* **Ce qui est demandé**
Reproduisez à l'identique le passage de l'entretien consacré au Redoutable qui va de « Michel Hazanavicius : Je » jusqu'à « débat intéresse encore. » inclus.

* **Extrait à lire**
"""
Le grand coup du Redoutable, c’est qu’il n’incite jamais à se positionner dans une mouvance pro ou anti-godardienne.
Michel Hazanavicius : Je sais pas si c’est « le grand coup » comme tu dis. Mais oui, l’idée n’était pas de se positionner de la sorte. D’ailleurs, je ne sais pas qui ce genre de débat intéresse encore.

Oui mais sur le papier, on pouvait légitimement se poser la question. Déjà parce que tu n’es pas un cinéaste du sérail « Fémis » ou « Cahiers »…
Ouais, je suis le mec qui a fait les OSS… Après j’ai fait un film muet noir et blanc, après un film sur la Tchétchénie, et là je fais un film sur Godard… Quand tu regardes les choses comme ça, tu te dis : « Putain,  ce mec il est en dépression et ça s’aggrave d’année en année », ah ah ah… Le fait est que j’avais lu le bouquin d’Anne Wiazemsky (Une Année studieuse, à propos de ses années Godard, ndlr) et qu’il y avait vraiment une jolie histoire d’amour, remplie de possibilités de comédies très différentes, avec des trucs burlesques et purement formels… D’où mon excitation. Mais je comprends qu’on puisse s’attendre à un truc du genre « il va vouloir dire un truc de lourd sur Godard ». Sauf que non, désolé.
"""
* **Données enregistrées**
"""
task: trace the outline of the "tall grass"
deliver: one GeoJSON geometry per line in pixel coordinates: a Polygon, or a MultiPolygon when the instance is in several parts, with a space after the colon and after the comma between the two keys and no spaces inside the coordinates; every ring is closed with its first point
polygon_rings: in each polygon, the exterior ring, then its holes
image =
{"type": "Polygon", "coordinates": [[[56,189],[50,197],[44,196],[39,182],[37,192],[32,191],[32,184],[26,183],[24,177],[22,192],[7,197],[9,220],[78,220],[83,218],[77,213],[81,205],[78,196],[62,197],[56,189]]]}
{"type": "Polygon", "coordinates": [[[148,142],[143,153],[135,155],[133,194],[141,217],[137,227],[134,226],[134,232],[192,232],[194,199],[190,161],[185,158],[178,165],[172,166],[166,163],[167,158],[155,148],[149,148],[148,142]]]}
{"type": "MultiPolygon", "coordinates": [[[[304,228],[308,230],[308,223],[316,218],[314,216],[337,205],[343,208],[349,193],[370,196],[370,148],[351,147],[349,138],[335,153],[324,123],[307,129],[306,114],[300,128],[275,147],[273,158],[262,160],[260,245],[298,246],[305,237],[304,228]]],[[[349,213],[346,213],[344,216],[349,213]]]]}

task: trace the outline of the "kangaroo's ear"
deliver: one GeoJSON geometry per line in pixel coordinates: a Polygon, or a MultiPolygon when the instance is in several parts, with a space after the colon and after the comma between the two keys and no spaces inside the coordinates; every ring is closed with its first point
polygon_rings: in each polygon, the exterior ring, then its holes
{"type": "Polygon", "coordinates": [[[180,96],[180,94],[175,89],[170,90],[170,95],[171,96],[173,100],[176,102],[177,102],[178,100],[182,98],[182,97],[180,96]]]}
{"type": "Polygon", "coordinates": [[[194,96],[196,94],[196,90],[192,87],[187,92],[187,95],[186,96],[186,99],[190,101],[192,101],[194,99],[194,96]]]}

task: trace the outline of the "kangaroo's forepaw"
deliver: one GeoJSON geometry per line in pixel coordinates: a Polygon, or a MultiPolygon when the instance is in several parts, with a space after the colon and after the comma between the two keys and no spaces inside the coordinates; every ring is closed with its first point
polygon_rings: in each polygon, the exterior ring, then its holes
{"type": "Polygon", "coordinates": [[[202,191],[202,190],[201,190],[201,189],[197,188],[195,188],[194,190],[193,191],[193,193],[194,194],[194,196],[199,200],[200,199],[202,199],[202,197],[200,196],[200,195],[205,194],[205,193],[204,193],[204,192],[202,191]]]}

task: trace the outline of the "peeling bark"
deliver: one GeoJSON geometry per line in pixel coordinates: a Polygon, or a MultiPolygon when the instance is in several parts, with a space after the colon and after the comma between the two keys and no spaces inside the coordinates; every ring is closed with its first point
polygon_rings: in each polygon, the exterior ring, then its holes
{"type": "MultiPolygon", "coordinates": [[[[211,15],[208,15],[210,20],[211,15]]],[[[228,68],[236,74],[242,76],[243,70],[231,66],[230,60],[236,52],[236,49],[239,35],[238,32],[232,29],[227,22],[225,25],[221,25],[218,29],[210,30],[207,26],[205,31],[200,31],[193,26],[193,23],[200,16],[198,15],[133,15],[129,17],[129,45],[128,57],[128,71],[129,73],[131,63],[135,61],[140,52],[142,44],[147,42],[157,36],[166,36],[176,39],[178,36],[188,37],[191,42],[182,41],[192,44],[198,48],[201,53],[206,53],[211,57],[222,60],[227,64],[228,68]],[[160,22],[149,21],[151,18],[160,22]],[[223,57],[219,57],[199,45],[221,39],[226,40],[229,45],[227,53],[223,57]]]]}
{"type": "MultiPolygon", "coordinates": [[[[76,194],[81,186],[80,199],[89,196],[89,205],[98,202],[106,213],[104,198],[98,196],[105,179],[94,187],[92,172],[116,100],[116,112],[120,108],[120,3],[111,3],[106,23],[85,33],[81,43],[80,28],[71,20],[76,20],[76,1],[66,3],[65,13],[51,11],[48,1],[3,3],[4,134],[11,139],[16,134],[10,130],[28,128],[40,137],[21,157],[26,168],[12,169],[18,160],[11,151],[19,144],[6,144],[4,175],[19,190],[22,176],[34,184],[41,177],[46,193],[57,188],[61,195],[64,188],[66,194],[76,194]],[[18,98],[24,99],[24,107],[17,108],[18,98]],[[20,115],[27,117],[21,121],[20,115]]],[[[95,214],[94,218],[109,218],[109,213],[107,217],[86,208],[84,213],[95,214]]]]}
"""
* **Réponse attendue**
Michel Hazanavicius : Je sais pas si c’est « le grand coup » comme tu dis. Mais oui, l’idée n’était pas de se positionner de la sorte. D’ailleurs, je ne sais pas qui ce genre de débat intéresse encore.